- _Materials provided_:
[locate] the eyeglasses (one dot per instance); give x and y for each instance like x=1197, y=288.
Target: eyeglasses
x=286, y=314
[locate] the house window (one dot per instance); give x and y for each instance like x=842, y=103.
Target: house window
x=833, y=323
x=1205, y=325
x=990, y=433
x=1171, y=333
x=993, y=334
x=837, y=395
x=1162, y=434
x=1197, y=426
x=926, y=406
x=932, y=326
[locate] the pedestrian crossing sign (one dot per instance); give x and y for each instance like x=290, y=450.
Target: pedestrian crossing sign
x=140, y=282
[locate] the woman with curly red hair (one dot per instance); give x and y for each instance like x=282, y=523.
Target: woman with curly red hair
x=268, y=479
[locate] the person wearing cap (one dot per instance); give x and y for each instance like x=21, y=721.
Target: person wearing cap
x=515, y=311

- _Written exercise_:
Retype every line of the records above without changing anything.

- _Answer to the task_:
[locate] the eyeglasses (one dot per instance); give x and y for each instance like x=1197, y=288.
Target: eyeglasses
x=286, y=314
[locate] the house window (one dot per instance); give x and y for each instance like x=842, y=103.
Target: house window
x=833, y=323
x=1205, y=325
x=990, y=433
x=1171, y=333
x=993, y=334
x=837, y=395
x=1162, y=434
x=1197, y=426
x=926, y=406
x=932, y=326
[locate] the pedestrian crossing sign (one dot per instance); give x and y for each instance like x=290, y=450.
Target: pedestrian crossing sign
x=140, y=282
[locate] the woman with curly red hair (one dot per instance); give x and y for each instance like x=282, y=523.
Target: woman with curly red hair
x=268, y=479
[locate] the person wearing cap (one dot per instance); give x and y for each instance like x=21, y=721.
Target: person wearing cap
x=515, y=311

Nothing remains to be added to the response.